» Prompt
Print all of the records below word for word, with every line unchanged.

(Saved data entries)
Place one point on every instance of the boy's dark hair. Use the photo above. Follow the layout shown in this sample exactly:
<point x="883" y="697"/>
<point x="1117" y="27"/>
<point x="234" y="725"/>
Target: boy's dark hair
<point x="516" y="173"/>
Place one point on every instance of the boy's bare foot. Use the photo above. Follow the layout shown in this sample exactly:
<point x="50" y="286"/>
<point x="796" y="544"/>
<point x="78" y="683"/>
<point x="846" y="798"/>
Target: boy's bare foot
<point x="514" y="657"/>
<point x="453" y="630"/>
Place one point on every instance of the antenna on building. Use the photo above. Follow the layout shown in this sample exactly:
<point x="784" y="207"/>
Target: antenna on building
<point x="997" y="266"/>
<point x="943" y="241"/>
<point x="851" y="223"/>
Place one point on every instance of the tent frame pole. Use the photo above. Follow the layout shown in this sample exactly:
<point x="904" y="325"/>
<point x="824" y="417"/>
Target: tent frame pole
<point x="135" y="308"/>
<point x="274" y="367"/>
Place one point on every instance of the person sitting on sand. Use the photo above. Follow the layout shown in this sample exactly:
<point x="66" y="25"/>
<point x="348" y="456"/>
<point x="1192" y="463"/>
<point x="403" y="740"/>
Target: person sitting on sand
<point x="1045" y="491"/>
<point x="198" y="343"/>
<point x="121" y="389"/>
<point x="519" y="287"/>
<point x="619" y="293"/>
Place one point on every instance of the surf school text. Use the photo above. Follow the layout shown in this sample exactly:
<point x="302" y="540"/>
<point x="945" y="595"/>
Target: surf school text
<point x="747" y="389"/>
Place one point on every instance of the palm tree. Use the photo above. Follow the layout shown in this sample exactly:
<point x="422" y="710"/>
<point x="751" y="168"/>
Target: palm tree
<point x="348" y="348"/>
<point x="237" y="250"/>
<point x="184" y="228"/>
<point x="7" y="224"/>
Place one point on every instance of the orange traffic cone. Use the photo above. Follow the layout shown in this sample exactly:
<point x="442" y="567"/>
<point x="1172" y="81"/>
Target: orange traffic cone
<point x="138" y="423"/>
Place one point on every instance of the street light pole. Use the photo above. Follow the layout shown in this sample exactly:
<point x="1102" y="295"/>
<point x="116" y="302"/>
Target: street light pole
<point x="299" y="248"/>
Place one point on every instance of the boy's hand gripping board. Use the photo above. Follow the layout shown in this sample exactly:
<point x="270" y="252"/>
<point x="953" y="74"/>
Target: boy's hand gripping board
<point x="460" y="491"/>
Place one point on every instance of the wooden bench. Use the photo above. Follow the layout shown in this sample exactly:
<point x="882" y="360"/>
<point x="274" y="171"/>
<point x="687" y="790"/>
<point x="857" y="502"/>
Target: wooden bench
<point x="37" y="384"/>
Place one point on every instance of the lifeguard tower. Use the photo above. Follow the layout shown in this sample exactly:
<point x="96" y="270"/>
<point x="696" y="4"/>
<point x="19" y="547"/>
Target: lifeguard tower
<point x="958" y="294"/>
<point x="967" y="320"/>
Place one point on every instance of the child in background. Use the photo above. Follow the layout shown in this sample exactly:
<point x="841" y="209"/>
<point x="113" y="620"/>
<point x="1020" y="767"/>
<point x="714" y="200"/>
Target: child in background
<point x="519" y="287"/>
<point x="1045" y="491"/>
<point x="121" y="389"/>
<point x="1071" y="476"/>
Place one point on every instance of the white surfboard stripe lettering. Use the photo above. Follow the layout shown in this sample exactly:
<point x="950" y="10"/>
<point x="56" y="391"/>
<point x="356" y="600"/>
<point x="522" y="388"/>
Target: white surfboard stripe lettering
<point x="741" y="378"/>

» Result of this task
Place one point on every instance of the boy's dark hair. Use the photo above. Follow the layout shown in this sample exactly:
<point x="883" y="697"/>
<point x="1117" y="27"/>
<point x="234" y="725"/>
Target: boy's dark hair
<point x="516" y="173"/>
Place one point on every instance of the boy's bare foot. Use the photo above. Follow the layout shown in this sample exactly:
<point x="50" y="286"/>
<point x="796" y="544"/>
<point x="78" y="683"/>
<point x="846" y="798"/>
Target: boy's bare foot
<point x="514" y="657"/>
<point x="453" y="630"/>
Place one point on every instance of the antenna on building. Use the photo above. Follow the layout shown in this sample exactly:
<point x="784" y="207"/>
Target: antenna on building
<point x="997" y="266"/>
<point x="943" y="241"/>
<point x="851" y="223"/>
Place one point on every instance of the tent frame pole. Use the photo above. Follow the layout shown in this sample exactly:
<point x="904" y="325"/>
<point x="824" y="417"/>
Target: tent frame pole
<point x="135" y="308"/>
<point x="274" y="367"/>
Place one point on every instance of the person sitting on sand. Use the photo above. Follow the layout shown in this sample exactly:
<point x="66" y="25"/>
<point x="348" y="456"/>
<point x="1192" y="463"/>
<point x="403" y="740"/>
Target: person sitting on sand
<point x="1045" y="491"/>
<point x="198" y="343"/>
<point x="121" y="389"/>
<point x="519" y="287"/>
<point x="619" y="293"/>
Place one point on every instance of the surf school text. Use the photo above. Follow the layout shown in this sample exactly:
<point x="302" y="540"/>
<point x="945" y="595"/>
Target: surf school text
<point x="747" y="389"/>
Place one point on every instance of the palm tree. Use the photo above. Follow the layout shown in this sample exactly:
<point x="422" y="710"/>
<point x="751" y="168"/>
Target: palm tree
<point x="348" y="348"/>
<point x="237" y="250"/>
<point x="184" y="228"/>
<point x="7" y="224"/>
Place one point on every instance of the orange traffic cone. Use the photo above. Follow the layout shown in this sample exactly:
<point x="442" y="567"/>
<point x="1172" y="81"/>
Target: orange traffic cone
<point x="138" y="423"/>
Place one point on every instance of the street light pole. Use the photo above. Follow the layout shown in this sample exactly:
<point x="1102" y="295"/>
<point x="116" y="302"/>
Target: street light pole
<point x="299" y="248"/>
Place one point on every instance of the boy's hand gripping board. Use the photo above. Follow the layout shown in this sample exactly:
<point x="270" y="252"/>
<point x="953" y="74"/>
Target: boy's hand gripping board
<point x="460" y="491"/>
Place one point on every instance of the wooden bench. Use the photo above. Follow the layout shown in this sample exactly:
<point x="882" y="360"/>
<point x="274" y="171"/>
<point x="687" y="790"/>
<point x="857" y="502"/>
Target: wooden bench
<point x="37" y="384"/>
Place one point on every instance of the lifeguard tower. Use the photo above. Follow the layout shown in this sample exactly:
<point x="96" y="270"/>
<point x="696" y="4"/>
<point x="19" y="547"/>
Target: lifeguard tower
<point x="958" y="294"/>
<point x="967" y="320"/>
Place one point on every instance of the child in background. Use the photo above. Follow the layout shown in this sample exactly:
<point x="841" y="209"/>
<point x="113" y="620"/>
<point x="1020" y="767"/>
<point x="714" y="200"/>
Target: child in background
<point x="519" y="287"/>
<point x="1045" y="491"/>
<point x="121" y="389"/>
<point x="1071" y="476"/>
Place one point on every instance of the white surfboard stripe lettering. Use the photo above. Follow the layout shown in this sample exactly:
<point x="950" y="10"/>
<point x="56" y="391"/>
<point x="356" y="600"/>
<point x="522" y="388"/>
Target: white surfboard stripe lettering
<point x="741" y="378"/>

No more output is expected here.